◆ CONSIGNE
Recopiez à l'identique, s'il vous plaît, les lignes qui commencent à celle contenant "[locate] pavement (a" et se terminent à la dernière ligne des données, ces deux bornes incluses.

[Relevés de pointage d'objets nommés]
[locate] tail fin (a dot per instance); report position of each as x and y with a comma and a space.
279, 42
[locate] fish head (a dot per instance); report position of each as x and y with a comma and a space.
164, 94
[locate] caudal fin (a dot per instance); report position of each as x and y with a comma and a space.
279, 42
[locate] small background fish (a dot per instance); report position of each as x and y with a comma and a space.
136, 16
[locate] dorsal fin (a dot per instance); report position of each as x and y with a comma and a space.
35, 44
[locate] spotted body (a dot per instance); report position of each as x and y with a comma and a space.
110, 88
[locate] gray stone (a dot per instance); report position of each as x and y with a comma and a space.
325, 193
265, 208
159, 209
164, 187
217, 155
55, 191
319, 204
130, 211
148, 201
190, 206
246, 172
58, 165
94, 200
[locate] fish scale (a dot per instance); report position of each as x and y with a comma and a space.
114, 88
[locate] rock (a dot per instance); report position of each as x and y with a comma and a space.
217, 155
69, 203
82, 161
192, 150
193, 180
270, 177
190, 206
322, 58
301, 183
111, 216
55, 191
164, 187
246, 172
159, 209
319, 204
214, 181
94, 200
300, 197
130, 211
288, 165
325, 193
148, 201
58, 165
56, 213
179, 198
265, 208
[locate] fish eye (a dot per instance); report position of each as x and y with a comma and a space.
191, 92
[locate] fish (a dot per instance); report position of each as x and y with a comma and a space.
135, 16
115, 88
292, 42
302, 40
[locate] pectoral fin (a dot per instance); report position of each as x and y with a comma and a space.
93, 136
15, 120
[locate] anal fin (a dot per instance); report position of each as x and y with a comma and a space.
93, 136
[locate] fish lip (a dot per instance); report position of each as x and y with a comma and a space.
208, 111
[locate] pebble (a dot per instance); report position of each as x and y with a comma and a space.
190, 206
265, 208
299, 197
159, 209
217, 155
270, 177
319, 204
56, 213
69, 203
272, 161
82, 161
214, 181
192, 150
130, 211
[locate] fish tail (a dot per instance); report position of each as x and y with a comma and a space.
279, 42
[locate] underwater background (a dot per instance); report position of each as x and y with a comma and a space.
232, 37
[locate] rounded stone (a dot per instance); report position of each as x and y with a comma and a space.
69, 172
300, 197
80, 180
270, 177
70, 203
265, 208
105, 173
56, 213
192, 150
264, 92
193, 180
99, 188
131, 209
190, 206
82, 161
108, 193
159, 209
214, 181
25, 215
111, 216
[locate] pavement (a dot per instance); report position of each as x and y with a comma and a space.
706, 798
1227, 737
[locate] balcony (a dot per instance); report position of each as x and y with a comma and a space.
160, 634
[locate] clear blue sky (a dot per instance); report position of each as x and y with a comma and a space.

◆ SORTIE COMPLÈTE
[locate] pavement (a dot per instance); report position of each as x and y with a comma and a space.
706, 798
1227, 737
[locate] balcony (a dot per instance); report position of each as x and y with a comma and a space.
160, 634
[locate] clear blue sky (a dot per instance); report position of each as x and y with a comma and a space.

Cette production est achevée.